WORK REQUIRED: Can you edit the stretch of the Rhoda Plain article from "Mrs. Plain said" through "her family has.", replacing "husband" with "spouse"?

PROVIDED TEXT:

■ ■ ■ ■ ■ ■ ■

FLORENCE, Ala. (WAFF) - Rhoda Plain is known for her cooking at her restaurant Rhoda P’s in downtown Tuscumbia, but today she’s serving up wisdom about her COVID-19 survival story and why she’s advocating for others to get the vaccine.
“I went in the hospital September 16th. I got out January 18th. It was a long haul, but I’m going to tell you, every day was worth it,” said Plain.
Rhoda Plain is gaining her strength again after she and her husband both beat COVID-19.
Before her battle with the virus, Mrs. Plain worked countless hours at her restaurant Rhoda P’s which is often known as a safe space in the African American community.
Now, she’s using her story and voice to encourage others to step up and get the vaccine.
“You would think that as sick as I was, as sick as my husband was, that the people around us would be running to get the vaccinations and they’re not doing that,” said Plain.
Her daughter was one of her greatest supporters throughout her sickness, and now, thanks to her family, Mrs. Plain believes she’s here for a greater purpose.
“Even with all of the problems that I encountered while I had COVID because I could have been gone many of times, but I really do believe that He left me here to tell the people that are skeptical that this shot isn’t going to hurt you, but it will help you,” said Plain.
Black communities have expressed hesitance about getting vaccinated because of the country’s long history of medical racism.
Mrs. Plain said she’s urging people to listen to her family’s story and get the shot.
“Go get vaccinated, please, because I don’t want anyone else to go through what me and my husband went through,” said Plain.
Now she it telling her story to hopefully prevent others from experiencing the same pain her family has.
“We were careful. We had masks on. We had gloves on. We even had throw away aprons, but we still got COVID,” said Plain.

■ ■ ■ ■ ■ ■ ■

Collected data:
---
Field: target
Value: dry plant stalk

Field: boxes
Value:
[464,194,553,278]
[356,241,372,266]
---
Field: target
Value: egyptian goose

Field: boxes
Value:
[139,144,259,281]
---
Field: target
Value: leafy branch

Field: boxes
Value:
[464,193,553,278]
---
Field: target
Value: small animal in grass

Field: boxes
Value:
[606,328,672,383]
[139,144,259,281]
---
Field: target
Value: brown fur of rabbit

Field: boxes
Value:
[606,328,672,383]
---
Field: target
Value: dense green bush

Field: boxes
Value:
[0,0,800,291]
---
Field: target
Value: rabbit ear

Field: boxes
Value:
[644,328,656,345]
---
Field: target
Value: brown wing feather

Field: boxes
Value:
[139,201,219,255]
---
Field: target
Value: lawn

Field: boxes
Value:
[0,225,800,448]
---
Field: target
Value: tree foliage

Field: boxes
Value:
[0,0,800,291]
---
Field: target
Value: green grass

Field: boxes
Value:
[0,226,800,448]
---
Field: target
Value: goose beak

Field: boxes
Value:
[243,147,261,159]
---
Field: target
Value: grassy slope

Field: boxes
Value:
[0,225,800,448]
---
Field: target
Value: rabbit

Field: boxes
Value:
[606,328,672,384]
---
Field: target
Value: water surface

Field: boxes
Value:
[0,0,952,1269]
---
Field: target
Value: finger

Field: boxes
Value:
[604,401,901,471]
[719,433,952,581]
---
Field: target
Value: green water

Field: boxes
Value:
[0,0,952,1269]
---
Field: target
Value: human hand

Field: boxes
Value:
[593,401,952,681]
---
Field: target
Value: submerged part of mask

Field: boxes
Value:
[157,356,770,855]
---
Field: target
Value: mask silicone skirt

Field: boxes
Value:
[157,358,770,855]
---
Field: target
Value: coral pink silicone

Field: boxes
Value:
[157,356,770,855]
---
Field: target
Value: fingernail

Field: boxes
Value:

■ ■ ■ ■ ■ ■ ■

TASK RESULT:
Mrs. Plain said she’s urging people to listen to her family’s story and get the shot.
“Go get vaccinated, please, because I don’t want anyone else to go through what me and my spouse went through,” said Plain.
Now she it telling her story to hopefully prevent others from experiencing the same pain her family has.